— Start Provided information —
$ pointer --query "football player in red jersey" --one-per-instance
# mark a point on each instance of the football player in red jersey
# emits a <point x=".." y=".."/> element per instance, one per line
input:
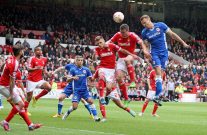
<point x="127" y="40"/>
<point x="35" y="80"/>
<point x="152" y="91"/>
<point x="106" y="72"/>
<point x="7" y="83"/>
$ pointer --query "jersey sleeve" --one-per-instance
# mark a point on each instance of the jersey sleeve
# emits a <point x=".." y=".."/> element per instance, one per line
<point x="114" y="38"/>
<point x="31" y="62"/>
<point x="89" y="74"/>
<point x="13" y="67"/>
<point x="96" y="52"/>
<point x="72" y="72"/>
<point x="67" y="67"/>
<point x="143" y="35"/>
<point x="137" y="38"/>
<point x="164" y="27"/>
<point x="114" y="47"/>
— End Provided information —
■ **Task goal**:
Rewrite every line of the entries above, commands and comment lines included, and decrease each x and y coordinate in the points by 41. Omit the picture line from your version.

■ **Exercise response**:
$ pointer --query "football player in red jersey" --one-per-instance
# mark a point on each instance of the football player in red jersey
# emits a <point x=".." y=".."/> element per instance, one per line
input:
<point x="86" y="-1"/>
<point x="-6" y="39"/>
<point x="111" y="50"/>
<point x="65" y="31"/>
<point x="-34" y="42"/>
$ pointer --query "jersey sleeve" --one-per-instance
# mark a point on each instance of the jersey sleeve
# emits a <point x=".." y=".."/> element per instance, one per line
<point x="73" y="-3"/>
<point x="-10" y="21"/>
<point x="48" y="33"/>
<point x="-28" y="26"/>
<point x="55" y="11"/>
<point x="31" y="31"/>
<point x="26" y="26"/>
<point x="102" y="-6"/>
<point x="96" y="-3"/>
<point x="123" y="-14"/>
<point x="73" y="6"/>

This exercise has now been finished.